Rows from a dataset
++++++++++++++++++++
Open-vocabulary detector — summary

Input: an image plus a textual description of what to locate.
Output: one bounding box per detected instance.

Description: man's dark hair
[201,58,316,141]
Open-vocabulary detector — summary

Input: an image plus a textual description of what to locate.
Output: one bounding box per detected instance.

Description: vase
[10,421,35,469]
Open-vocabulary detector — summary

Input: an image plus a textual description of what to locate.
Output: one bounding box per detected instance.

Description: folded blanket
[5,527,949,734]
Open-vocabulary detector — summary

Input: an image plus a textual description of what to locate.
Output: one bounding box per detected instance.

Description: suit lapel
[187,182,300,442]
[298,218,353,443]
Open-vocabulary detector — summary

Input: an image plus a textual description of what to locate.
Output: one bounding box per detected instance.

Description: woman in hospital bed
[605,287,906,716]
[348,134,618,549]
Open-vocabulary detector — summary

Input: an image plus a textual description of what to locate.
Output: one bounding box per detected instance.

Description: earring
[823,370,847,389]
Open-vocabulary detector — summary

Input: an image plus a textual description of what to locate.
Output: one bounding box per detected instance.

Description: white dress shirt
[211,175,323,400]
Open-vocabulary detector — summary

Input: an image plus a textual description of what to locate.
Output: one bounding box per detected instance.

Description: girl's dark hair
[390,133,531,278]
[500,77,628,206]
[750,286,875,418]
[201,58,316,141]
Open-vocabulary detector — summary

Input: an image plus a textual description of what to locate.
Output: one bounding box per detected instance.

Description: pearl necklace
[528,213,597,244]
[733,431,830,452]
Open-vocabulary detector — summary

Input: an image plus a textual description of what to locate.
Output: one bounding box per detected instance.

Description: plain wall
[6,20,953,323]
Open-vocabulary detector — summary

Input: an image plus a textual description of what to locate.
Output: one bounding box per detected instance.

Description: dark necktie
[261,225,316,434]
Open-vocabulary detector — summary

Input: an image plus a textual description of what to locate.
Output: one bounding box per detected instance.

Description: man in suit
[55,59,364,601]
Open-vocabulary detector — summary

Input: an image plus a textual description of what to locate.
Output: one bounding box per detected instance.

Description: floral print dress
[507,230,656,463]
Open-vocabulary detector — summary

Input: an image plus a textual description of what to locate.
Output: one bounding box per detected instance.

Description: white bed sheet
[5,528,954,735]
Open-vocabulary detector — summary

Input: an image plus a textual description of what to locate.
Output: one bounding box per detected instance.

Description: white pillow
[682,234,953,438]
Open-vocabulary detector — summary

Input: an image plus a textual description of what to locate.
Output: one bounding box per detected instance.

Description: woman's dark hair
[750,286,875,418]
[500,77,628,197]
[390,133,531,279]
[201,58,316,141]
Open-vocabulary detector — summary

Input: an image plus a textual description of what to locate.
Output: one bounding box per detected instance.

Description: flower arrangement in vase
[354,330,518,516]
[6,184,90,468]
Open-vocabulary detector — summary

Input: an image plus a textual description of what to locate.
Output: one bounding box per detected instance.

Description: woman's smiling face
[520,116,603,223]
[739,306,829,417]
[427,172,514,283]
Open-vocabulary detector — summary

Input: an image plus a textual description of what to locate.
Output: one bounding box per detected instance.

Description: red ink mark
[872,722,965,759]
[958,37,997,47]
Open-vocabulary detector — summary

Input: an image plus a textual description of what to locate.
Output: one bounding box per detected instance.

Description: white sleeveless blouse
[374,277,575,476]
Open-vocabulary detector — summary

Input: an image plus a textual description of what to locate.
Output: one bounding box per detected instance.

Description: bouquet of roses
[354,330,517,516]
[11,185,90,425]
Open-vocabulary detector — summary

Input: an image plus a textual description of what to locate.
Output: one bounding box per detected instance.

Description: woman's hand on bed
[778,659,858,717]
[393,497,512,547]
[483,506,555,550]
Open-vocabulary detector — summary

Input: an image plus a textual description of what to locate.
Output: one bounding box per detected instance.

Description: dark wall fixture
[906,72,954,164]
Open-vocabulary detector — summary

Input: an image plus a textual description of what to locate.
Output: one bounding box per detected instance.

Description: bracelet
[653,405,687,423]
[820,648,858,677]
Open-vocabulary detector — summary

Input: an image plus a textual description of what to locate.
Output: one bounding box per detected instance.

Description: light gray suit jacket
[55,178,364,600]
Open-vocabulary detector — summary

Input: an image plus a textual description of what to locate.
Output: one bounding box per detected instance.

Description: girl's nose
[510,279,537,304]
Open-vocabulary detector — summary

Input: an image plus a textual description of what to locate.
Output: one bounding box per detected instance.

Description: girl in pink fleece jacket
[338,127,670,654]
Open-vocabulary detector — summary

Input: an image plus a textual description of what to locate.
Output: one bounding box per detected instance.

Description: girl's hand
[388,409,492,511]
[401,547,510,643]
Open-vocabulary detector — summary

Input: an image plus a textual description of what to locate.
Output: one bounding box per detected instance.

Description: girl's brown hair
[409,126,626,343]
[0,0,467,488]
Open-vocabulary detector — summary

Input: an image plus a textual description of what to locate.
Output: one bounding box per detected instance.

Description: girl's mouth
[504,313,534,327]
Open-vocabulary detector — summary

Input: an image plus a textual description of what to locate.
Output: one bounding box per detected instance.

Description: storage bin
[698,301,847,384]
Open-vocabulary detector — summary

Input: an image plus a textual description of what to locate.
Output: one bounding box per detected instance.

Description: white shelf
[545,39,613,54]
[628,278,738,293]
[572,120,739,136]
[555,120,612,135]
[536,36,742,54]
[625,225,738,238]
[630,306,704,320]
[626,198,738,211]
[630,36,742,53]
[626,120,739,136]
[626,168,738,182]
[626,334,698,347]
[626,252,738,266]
++++++++++++++++++++
Exercise objective:
Could you recast every one of the lines above as a JSON list of strings, one string per line, leaving out the blank lines?

Complete response:
[
  "Open-vocabulary detector — summary",
  "Input: an image plus a textual description of what to locate.",
  "Output: one bounding box per detected instance.",
  "Description: man's dark hair",
  "[201,58,316,141]",
  "Open-vocabulary detector — summary",
  "Input: an image plus a textual description of what to locate.",
  "Output: one bounding box per detected instance.",
  "Description: vase",
  "[10,421,35,469]",
  "Open-vocabulary detector — summary",
  "Input: an image plus a textual description of what to locate.",
  "Output: one bounding box per detected instance.",
  "Description: folded blanket",
  "[5,527,949,734]",
  "Open-vocabulary detector — summary",
  "Input: an image plus a textual description of what to locate.",
  "Output: one bounding box per detected instance.",
  "Description: suit lapel",
  "[187,182,300,442]",
  "[298,218,353,443]",
  "Open-vocabulary detector — summary",
  "Input: an image plus a textual description of what to locate.",
  "Output: one bounding box per detected instance.",
  "Description: woman in hospital bed",
  "[605,287,906,716]",
  "[348,134,618,549]",
  "Open-vocabulary detector — summary",
  "Input: an image plus a textual description of what to locate.",
  "Output: one bounding box per detected instance.",
  "Description: earring",
  "[823,370,847,389]",
  "Open-vocabulary detector — summary",
  "Input: an image plus a textual description of what to locate.",
  "Output: one bounding box per detected instance.",
  "Description: white dress shirt",
  "[211,175,323,400]",
  "Open-vocabulary detector — summary",
  "Input: an image plus a textual description of what to locate.",
  "Output: one bounding box per detected instance.",
  "Description: girl's dark hair",
  "[390,133,531,278]",
  "[500,77,628,206]",
  "[750,286,875,418]",
  "[201,58,316,141]",
  "Open-vocabulary detector — summary",
  "Input: an image plus a textual description of what to locate.",
  "Output: one bounding box per detected instance.",
  "Description: pearl necklace",
  "[528,213,597,244]",
  "[733,431,830,452]",
  "Open-vocabulary detector — summary",
  "Input: an image plus a textual description of what to locate.",
  "Output: one bounding box per detected instance.",
  "Description: plain wall",
  "[6,20,953,323]",
  "Open-vocabulary detector — summary",
  "Input: an image plus a textual description of what to locate.",
  "Output: one bounding box per detected instance.",
  "Description: dark necktie",
  "[261,225,316,434]",
  "Open-vocabulary detector — summary",
  "Input: an image plus a textual description of what to locate.",
  "Output: one bounding box per detected instance.",
  "Description: man in suit",
  "[55,59,364,601]",
  "Open-vocabulary detector — summary",
  "Input: an image plus a textual description of what to locate.",
  "Output: one bounding box per detected instance.",
  "Description: floral print dress",
  "[507,230,656,463]",
  "Open-vocabulary detector — summary",
  "Input: an image plus a textual description of what to locate.",
  "Output: one bounding box per detected instance.",
  "Description: white bed sheet",
  "[5,528,954,735]",
  "Open-vocabulary detector — summary",
  "Input: an image plus a textual description of what to locate.",
  "Output: one bounding box per detected instance.",
  "Description: white pillow",
  "[682,234,953,438]",
  "Open-vocabulary detector — summary",
  "Input: an image plus a textual description of what to locate.",
  "Output: one bounding box per detected instance.",
  "Description: woman's dark hair",
  "[750,286,875,418]",
  "[500,77,628,197]",
  "[390,133,531,279]",
  "[201,58,316,141]",
  "Open-vocabulary detector — summary",
  "Input: an image plus a textual description of what to locate.",
  "Output: one bounding box per detected instance.",
  "Description: flower arrangement in vase",
  "[354,330,518,516]",
  "[6,184,90,468]",
  "Open-vocabulary detector — summary",
  "Input: an image plus a textual description of what to locate.",
  "Output: one bounding box per detected instance.",
  "Description: woman's smiling face",
  "[520,116,603,223]",
  "[739,306,829,417]",
  "[427,172,514,283]",
  "Open-vocabulary detector — summary",
  "Input: an image plus a textual description of what to locate.",
  "Output: one bounding box per detected instance.",
  "Description: red ink mark",
  "[872,722,965,759]",
  "[958,37,997,47]",
  "Open-vocabulary detector — summary",
  "Input: an image plus a textual description of what to locate.",
  "Output: one bounding box per detected instance.",
  "Description: white sleeveless blouse",
  "[374,277,575,476]",
  "Open-vocabulary detector — summary",
  "Input: an image plus a textual description of what to locate.",
  "Output: one bounding box per detected instance.",
  "Description: bouquet of roses",
  "[354,330,517,516]",
  "[11,185,90,425]",
  "Open-vocabulary detector — summary",
  "Input: an image plus a textual description of what to locate.",
  "Output: one bounding box per detected instance.",
  "Description: woman's hand on bed",
  "[778,659,858,717]",
  "[393,497,512,547]",
  "[483,506,555,550]",
  "Open-vocabulary detector — summary",
  "Input: an image plus a textual description of what to locate.",
  "Output: one bounding box per detected instance.",
  "Description: dark wall fixture",
  "[906,72,954,164]",
  "Open-vocabulary detector — summary",
  "Input: an image plus a textual description of what to locate.",
  "Output: one bounding box per detected instance.",
  "Description: bracelet",
  "[653,405,687,423]",
  "[820,648,858,677]",
  "Open-vocabulary detector — summary",
  "Input: an image plus a textual description of what to locate.",
  "Output: one bounding box per detected instance.",
  "Description: light gray suit jacket",
  "[55,178,364,600]",
  "Open-vocabulary detector — summary",
  "Input: an image plus a textual description of what to locate.",
  "Output: one bounding box per detected instance.",
  "Description: girl's nose",
  "[510,279,537,304]",
  "Open-vocabulary detector — summary",
  "Input: an image plus a textual description of what to locate.",
  "Output: one bounding box per detected instance.",
  "Description: girl in pink fleece jacket",
  "[338,127,670,654]",
  "Open-vocabulary detector — summary",
  "Input: an image plus a textual description of what to locate.",
  "Output: one bounding box per detected instance.",
  "Description: girl's hand",
  "[388,409,492,511]",
  "[401,547,510,643]",
  "Open-vocabulary detector — summary",
  "Input: an image plus a textual description of what to locate.",
  "Output: one bounding box per detected instance.",
  "Description: girl's brown hair",
  "[409,126,626,343]",
  "[0,0,467,488]",
  "Open-vocabulary detector — summary",
  "Input: an image plus a textual description of what to locate.",
  "Output: one bounding box per detected instance.",
  "Description: girl's mouth",
  "[504,313,534,327]",
  "Open-vocabulary detector — summary",
  "Input: an image plus a textual description of what to locate.",
  "Output: one bounding box per detected instance.",
  "Description: storage bin",
  "[698,301,847,384]",
  "Open-vocabulary detector — summary",
  "Input: an image plus a textual description of what to locate.",
  "Output: one bounding box per detected instance.",
  "Description: white shelf",
  "[545,39,613,54]",
  "[628,278,738,293]",
  "[572,120,739,136]",
  "[555,120,612,135]",
  "[536,36,742,54]",
  "[625,225,738,238]",
  "[630,306,704,320]",
  "[626,198,738,211]",
  "[630,36,742,53]",
  "[626,120,739,136]",
  "[626,168,738,182]",
  "[626,334,698,347]",
  "[626,252,738,266]"
]